Complete the following →
[a] In the account of the monks' arena event, how many people was the arena built to hold?
[b] Using the account of the monks' arena event, explain why the writer lists several phrases for loving-kindness.

Extract provided →

** BEGIN **

I overheard the college students behind me chatting about their Galentine’s preparations for the upcoming holiday weekend, peppering the conversation with wisdom offered by the monks the day prior, “telling us to be kind and spiritual shit.” (“I took a picture of them getting Panera. Are they allowed to do that?”)
The elderly woman in front of me with the broad grin and wispy shoulder-length hair shared how she had been following the monks’ progress since last October, having joined for the National Cathedral service the day before and having taken the train that day, her birthday, to be here with them again. We shared a fondness for the monks’ dog Aloka—now fully recovered from the torn ligament he suffered in January—whose calm presence had become a companionable emblem of the Walk.
With his hands in his pockets and a grey beanie atop his head, the stubbled, soft-voiced young man further up the line mentioned that he grew up in a spiritual tradition that centered meditation and was involved with some of the local sanghas. Naturally, this was an event he couldn’t miss.
The queue felt about the same as any queue would, with mild, mostly good-humored annoyance emerging among the bundled-up crowd donning their earmuffs and wool scarves in the 30-degree shade, eager to move forward. Patience may have been in meager supply, but smiles—as well as flowers brought as offerings—were plenty.
After an hour of waiting, my husband and I made our way through the entrance and filed into a row situated stage-left, allowing us to gaze downward into the arena at the lucky few—mostly press and visiting Buddhist monks and nuns—who were seated directly in front of the for-then empty stage. Before the event’s end, the arena—built to hold up to 5,000 people—would be more or less at capacity. When the monks began to ascend the stage, everyone stood. Having lost his leg just over two weeks into the Walk when a vehicle collision on a two-lane road forced an emergency amputation, the wheelchair-bound Bhante Dam Phommasan was elevated via a hand-cranked lift to be reunited with his fellow monks onstage.
Opening comments from the university’s Interim Provost and Executive Vice President for Academic Affairs, John Lach, reminded us of the Walk’s core message: “Peace is not only an aspiration but a daily practice.” And with that, the Walk’s leader, Venerable Bhikkhu Paññākāra, approached the podium. His robe was adorned with badges and pins given by law enforcement officers, first responders, and government officials throughout the monks’ journey, each symbolizing a gesture of mutual respect. Together, they formed a living tapestry of interfaith and intercultural cooperation, a powerful visual testimony in a climate of increasing polarization. Venerable Bhikkhu Paññākāra then led us, an audience thousands-strong, in a loving-kindness meditation. As is often the case when translating concepts across not only languages but also religious traditions, much is lost. In the hope of bringing nearer to completeness the reader’s understanding of what is meant by loving-kindness (or metta, in the original Pali), I offer this flurry of phrases: benevolence, goodwill, and (my favorite) “growing fat with friendliness.” An imperfect Western parallel would be agape.
The condensed meditation, chanted internally in this particular context, went as follows:
May I be free from resentment and conflict.
May I be free from physical suffering.
May I be free from mental suffering.
May I be free from danger.
May my body and mind be at peace.
We silently recited this to ourselves for 30 minutes before turning our attention outwards for the next half-hour:
May all beings be free from resentment and conflict.
May all beings be free from physical suffering.

** END **

Record excerpts →
** BEGIN **

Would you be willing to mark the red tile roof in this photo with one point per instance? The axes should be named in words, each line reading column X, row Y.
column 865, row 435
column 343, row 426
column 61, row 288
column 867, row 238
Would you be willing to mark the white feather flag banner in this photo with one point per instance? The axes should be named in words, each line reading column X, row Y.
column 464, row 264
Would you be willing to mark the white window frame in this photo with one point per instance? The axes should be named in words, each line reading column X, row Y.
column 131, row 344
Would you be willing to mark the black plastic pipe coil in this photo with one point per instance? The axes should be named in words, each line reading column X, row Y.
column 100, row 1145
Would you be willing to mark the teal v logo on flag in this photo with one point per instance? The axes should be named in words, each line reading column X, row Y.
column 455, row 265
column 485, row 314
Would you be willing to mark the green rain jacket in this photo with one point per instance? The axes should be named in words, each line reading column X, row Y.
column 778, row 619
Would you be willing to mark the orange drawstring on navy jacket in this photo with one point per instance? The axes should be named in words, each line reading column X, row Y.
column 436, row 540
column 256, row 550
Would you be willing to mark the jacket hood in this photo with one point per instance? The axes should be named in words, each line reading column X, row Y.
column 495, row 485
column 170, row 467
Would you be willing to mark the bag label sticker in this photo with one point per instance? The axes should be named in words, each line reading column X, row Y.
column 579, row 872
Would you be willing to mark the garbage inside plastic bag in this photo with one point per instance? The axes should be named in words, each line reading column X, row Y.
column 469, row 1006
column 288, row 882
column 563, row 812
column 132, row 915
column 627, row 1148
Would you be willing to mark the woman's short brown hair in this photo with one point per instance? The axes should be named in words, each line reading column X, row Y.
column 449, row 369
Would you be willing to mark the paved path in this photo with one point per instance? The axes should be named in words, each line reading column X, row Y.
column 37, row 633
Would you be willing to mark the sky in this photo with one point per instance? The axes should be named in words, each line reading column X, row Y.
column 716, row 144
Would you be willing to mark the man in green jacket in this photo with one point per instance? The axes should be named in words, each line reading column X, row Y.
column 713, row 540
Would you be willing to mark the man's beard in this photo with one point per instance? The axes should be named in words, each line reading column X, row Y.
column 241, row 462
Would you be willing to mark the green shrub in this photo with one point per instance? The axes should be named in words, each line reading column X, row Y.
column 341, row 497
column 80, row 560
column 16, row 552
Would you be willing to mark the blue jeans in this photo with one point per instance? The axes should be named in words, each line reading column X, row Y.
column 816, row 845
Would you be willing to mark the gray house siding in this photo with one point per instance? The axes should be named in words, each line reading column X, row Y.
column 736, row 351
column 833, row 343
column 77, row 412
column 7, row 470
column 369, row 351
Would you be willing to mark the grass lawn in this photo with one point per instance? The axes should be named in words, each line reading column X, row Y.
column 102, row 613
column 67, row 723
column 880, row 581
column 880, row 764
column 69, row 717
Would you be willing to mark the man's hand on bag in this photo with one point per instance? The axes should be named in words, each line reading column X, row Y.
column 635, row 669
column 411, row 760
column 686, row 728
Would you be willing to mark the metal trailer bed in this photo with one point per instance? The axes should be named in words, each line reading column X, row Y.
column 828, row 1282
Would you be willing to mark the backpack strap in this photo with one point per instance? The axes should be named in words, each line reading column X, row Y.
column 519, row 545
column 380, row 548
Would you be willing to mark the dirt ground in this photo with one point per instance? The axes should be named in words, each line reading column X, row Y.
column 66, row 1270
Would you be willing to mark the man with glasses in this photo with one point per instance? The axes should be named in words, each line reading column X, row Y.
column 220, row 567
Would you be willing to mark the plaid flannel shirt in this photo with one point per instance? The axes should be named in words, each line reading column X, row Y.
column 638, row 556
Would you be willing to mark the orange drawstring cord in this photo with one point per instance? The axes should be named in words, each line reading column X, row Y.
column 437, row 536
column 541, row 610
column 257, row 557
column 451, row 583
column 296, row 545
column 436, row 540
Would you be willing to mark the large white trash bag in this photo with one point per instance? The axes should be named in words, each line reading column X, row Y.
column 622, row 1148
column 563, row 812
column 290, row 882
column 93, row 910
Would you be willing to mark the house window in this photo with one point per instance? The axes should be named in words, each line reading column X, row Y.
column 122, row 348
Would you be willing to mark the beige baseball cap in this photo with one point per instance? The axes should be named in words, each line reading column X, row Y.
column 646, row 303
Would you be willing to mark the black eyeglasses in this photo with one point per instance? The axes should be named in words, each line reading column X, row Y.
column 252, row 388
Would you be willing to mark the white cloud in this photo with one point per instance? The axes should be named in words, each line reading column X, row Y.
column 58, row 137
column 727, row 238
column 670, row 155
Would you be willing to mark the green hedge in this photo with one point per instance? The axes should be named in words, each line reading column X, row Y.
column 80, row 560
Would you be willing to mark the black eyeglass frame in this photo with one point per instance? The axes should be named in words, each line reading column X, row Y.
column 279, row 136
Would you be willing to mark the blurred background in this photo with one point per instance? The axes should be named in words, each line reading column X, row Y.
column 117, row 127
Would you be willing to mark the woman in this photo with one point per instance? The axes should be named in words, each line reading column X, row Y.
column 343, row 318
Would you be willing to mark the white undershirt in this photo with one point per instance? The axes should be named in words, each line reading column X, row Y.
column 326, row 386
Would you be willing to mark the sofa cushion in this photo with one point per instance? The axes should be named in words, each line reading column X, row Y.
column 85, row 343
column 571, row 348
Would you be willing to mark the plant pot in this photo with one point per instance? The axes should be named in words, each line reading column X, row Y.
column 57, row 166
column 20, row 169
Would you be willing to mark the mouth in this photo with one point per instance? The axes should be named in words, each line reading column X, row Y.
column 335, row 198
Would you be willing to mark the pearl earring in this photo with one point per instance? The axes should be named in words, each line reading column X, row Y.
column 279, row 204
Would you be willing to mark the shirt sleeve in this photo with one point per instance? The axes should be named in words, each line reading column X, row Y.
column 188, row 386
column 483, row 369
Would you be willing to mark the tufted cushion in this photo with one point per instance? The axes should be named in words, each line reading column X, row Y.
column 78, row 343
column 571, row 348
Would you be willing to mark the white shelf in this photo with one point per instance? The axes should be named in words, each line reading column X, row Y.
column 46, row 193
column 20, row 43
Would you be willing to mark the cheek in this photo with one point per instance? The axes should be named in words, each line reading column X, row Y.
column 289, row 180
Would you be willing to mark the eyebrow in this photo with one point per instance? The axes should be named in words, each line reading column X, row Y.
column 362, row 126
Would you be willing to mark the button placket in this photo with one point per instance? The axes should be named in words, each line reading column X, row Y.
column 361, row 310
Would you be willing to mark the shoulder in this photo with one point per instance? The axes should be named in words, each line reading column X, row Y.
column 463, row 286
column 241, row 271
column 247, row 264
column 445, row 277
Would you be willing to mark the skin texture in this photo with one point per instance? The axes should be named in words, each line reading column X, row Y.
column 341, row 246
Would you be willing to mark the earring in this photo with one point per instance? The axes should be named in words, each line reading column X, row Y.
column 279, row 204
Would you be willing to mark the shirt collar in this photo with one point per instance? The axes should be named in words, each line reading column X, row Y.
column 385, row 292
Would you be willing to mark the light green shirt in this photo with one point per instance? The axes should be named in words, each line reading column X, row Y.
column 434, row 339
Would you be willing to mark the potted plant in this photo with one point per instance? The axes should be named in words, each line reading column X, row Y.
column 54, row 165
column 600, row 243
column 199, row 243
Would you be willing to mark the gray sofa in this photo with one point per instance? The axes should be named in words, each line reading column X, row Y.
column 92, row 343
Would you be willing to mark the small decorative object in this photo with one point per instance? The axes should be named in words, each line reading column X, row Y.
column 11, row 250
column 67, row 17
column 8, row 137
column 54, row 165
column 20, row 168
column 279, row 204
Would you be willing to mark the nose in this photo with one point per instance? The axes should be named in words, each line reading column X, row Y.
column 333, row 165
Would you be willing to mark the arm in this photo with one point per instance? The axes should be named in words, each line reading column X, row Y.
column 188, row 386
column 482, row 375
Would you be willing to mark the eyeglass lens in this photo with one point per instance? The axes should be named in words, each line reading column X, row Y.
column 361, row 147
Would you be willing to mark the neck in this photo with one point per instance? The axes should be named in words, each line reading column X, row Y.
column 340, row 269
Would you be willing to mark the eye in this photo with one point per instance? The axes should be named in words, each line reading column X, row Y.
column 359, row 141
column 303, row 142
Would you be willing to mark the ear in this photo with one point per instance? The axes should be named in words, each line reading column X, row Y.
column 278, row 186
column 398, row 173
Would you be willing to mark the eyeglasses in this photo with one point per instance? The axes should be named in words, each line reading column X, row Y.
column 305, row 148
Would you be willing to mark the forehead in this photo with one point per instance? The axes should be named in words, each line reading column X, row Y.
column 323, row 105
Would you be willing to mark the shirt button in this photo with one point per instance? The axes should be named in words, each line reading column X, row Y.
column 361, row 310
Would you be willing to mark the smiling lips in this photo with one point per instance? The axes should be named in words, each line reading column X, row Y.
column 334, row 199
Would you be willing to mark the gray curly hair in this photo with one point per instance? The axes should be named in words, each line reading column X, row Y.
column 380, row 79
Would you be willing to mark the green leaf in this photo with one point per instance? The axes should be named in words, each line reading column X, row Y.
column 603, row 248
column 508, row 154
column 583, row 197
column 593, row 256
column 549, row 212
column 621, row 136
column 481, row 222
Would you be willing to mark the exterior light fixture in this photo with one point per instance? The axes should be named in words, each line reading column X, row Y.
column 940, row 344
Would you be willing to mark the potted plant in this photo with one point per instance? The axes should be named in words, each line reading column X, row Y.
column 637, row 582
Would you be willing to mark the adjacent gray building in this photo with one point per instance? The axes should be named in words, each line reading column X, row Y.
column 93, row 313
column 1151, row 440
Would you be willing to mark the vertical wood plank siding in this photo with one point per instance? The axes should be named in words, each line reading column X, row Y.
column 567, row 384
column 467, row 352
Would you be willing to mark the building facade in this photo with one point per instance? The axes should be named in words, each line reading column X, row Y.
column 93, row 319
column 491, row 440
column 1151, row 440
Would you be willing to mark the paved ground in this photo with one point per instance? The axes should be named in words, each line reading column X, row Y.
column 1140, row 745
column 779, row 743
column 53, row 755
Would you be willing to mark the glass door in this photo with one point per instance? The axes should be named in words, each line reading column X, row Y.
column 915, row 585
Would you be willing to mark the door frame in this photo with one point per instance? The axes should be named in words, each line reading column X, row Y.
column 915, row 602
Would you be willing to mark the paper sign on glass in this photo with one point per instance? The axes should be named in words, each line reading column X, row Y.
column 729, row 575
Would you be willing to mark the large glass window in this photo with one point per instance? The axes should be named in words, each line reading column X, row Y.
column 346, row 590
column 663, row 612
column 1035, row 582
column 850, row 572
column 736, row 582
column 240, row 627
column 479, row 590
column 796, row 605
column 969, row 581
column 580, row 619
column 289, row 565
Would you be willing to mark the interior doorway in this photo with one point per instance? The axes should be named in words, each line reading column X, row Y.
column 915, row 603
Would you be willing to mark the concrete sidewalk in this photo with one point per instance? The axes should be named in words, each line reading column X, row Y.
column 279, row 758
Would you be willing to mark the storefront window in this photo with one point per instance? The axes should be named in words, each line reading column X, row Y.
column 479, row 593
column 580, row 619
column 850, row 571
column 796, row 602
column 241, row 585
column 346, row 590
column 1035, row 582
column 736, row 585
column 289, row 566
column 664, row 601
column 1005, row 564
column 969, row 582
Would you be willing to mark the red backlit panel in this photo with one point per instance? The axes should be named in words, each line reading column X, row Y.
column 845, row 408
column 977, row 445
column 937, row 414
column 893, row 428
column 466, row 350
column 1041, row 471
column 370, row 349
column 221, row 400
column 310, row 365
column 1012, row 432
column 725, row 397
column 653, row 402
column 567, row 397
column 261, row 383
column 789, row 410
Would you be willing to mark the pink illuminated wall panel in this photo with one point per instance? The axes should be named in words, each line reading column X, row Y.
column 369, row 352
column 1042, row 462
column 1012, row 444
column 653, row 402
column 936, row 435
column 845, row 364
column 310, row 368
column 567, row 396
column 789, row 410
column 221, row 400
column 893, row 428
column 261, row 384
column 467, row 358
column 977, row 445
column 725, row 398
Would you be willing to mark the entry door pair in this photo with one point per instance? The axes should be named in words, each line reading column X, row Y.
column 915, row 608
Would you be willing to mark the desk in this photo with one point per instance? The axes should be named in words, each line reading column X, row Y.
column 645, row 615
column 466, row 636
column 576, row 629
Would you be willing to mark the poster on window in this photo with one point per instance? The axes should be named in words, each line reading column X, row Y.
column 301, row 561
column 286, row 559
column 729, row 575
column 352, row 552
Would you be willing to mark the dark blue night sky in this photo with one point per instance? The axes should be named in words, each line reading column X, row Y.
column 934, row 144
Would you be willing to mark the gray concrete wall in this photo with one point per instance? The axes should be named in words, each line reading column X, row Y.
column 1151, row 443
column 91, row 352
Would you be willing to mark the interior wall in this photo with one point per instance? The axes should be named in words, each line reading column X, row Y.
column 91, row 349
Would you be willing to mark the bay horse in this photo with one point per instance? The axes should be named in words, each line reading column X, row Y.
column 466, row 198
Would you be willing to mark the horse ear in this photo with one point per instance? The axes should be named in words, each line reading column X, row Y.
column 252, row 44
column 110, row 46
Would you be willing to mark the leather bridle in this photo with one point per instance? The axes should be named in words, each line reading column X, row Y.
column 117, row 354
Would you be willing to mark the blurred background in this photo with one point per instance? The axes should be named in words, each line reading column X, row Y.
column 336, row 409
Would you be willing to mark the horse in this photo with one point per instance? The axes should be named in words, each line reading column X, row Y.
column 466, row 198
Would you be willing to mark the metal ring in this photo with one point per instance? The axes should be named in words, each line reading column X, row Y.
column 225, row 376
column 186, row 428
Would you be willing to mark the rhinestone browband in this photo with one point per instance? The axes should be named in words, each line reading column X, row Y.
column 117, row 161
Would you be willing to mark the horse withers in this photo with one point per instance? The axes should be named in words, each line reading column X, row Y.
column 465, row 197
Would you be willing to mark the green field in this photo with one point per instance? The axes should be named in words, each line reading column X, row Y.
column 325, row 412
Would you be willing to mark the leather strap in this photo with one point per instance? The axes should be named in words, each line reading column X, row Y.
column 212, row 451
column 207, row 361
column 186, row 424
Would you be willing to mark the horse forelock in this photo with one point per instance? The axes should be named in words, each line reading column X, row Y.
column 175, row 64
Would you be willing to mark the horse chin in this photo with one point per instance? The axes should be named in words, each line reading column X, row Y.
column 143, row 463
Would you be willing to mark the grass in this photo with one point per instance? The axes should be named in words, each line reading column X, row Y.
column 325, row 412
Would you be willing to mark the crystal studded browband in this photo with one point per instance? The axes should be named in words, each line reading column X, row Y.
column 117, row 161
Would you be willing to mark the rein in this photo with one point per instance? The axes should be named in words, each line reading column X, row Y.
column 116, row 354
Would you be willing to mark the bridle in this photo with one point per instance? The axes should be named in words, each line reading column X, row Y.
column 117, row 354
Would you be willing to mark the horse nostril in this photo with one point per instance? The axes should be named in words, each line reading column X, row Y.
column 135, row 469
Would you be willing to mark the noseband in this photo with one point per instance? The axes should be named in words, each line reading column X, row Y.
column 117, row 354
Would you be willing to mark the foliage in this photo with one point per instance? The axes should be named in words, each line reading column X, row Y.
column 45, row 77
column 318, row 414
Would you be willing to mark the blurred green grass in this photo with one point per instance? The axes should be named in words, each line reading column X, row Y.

** END **

Solutions in order →
[a] Up to 5,000 people.

[b] Much is lost when concepts are translated across both languages and religious traditions. The writer offers phrases such as benevolence, goodwill, and "growing fat with friendliness" to bring the reader's understanding of metta nearer to completeness.